** begin **

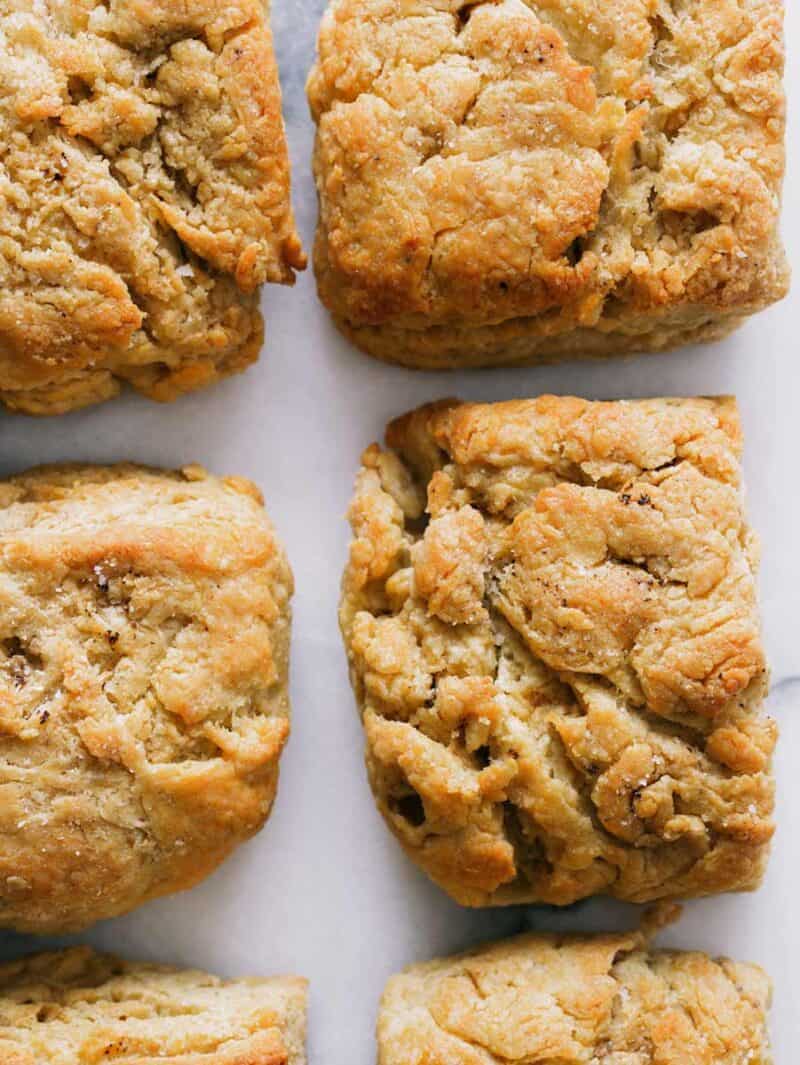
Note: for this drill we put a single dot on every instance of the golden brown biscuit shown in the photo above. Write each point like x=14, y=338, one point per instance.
x=576, y=1001
x=526, y=180
x=77, y=1008
x=144, y=704
x=550, y=615
x=144, y=196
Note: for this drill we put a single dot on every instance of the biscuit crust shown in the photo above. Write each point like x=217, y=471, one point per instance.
x=550, y=615
x=576, y=1001
x=78, y=1008
x=144, y=196
x=144, y=704
x=527, y=180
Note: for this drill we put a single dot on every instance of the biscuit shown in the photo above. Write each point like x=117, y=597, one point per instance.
x=144, y=704
x=520, y=181
x=550, y=615
x=144, y=196
x=575, y=1001
x=78, y=1008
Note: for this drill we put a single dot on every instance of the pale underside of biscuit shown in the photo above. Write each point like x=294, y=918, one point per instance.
x=527, y=180
x=144, y=705
x=78, y=1008
x=551, y=620
x=576, y=1001
x=144, y=196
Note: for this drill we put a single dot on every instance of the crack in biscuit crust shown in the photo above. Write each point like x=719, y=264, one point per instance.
x=523, y=180
x=144, y=704
x=78, y=1008
x=144, y=196
x=551, y=621
x=576, y=1001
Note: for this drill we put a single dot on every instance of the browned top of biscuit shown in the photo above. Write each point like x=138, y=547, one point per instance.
x=550, y=612
x=576, y=1001
x=78, y=1008
x=586, y=161
x=144, y=704
x=145, y=191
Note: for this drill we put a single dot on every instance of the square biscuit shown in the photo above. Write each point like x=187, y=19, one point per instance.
x=576, y=1001
x=516, y=181
x=145, y=627
x=550, y=613
x=144, y=196
x=78, y=1008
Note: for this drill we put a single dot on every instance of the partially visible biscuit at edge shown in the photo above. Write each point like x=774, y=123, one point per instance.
x=518, y=181
x=144, y=703
x=551, y=620
x=77, y=1008
x=144, y=198
x=575, y=999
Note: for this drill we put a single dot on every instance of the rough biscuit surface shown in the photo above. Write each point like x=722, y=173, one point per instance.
x=144, y=641
x=144, y=196
x=576, y=1001
x=78, y=1008
x=521, y=180
x=551, y=620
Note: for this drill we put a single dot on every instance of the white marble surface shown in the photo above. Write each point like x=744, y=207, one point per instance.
x=324, y=890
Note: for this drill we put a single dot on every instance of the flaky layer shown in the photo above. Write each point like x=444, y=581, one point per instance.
x=535, y=179
x=144, y=196
x=144, y=642
x=576, y=1001
x=78, y=1008
x=551, y=621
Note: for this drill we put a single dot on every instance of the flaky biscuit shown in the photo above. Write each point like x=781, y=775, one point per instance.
x=144, y=196
x=550, y=615
x=144, y=704
x=528, y=180
x=78, y=1008
x=576, y=1000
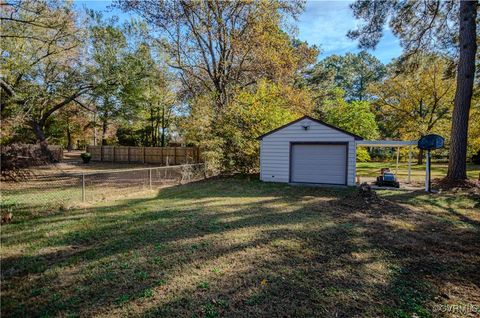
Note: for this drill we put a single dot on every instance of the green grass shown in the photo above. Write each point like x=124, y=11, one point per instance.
x=439, y=170
x=237, y=247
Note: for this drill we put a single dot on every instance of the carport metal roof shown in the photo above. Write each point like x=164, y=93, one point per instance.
x=392, y=143
x=385, y=143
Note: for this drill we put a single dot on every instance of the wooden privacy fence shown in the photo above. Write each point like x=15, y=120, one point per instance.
x=158, y=155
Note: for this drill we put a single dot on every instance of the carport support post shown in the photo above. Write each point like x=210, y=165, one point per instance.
x=398, y=158
x=83, y=187
x=150, y=178
x=409, y=163
x=427, y=175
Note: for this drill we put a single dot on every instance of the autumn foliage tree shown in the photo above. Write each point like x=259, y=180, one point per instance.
x=40, y=57
x=439, y=26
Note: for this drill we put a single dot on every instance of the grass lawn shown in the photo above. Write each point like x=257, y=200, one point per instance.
x=237, y=247
x=439, y=170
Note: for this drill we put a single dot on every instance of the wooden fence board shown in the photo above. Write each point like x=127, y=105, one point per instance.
x=154, y=155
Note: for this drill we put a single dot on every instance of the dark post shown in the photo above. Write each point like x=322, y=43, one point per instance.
x=428, y=182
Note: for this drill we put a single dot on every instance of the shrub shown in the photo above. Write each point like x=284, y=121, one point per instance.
x=17, y=158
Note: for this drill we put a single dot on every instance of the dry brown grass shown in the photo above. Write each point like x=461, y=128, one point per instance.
x=240, y=248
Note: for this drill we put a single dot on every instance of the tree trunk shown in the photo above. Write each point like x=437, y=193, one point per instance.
x=38, y=131
x=163, y=128
x=69, y=139
x=104, y=129
x=457, y=163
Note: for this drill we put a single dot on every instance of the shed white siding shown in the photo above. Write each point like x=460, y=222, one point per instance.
x=275, y=148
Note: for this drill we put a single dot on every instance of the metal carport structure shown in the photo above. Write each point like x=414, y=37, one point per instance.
x=392, y=144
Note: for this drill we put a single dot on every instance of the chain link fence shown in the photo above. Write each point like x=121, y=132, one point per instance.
x=59, y=191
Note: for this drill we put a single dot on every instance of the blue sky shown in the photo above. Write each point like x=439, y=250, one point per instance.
x=324, y=23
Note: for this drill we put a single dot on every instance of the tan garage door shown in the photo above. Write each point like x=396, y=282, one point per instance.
x=318, y=163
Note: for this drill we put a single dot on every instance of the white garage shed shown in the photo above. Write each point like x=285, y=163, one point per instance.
x=308, y=150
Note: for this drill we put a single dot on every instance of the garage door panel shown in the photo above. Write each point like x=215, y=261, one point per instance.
x=318, y=163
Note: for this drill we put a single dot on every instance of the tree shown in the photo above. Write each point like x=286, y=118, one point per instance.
x=40, y=57
x=251, y=113
x=355, y=117
x=352, y=73
x=218, y=46
x=417, y=101
x=431, y=25
x=108, y=70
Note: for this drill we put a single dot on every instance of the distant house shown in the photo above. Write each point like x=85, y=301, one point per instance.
x=308, y=150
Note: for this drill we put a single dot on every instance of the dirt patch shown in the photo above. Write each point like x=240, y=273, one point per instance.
x=367, y=200
x=471, y=186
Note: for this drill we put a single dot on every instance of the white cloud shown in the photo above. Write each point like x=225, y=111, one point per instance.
x=326, y=23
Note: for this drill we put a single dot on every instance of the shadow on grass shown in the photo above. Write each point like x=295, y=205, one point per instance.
x=235, y=247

** end **

*STATED GOAL*:
Copy out the part of the records above that begins with the line containing "y=200, one point per instance." and ends with the line containing "x=154, y=155", including both of those lines, without changing anything.

*ANSWER TO THIS EXERCISE*:
Note: for this drill we put a single dot on every instance of the grass lawn shown in the photo above. Write each point like x=257, y=200, one point per instance.
x=237, y=247
x=439, y=170
Note: for this drill we put a single dot on every instance of the wooden fence board shown in the photo above. Write each point like x=127, y=105, one point per instance.
x=154, y=155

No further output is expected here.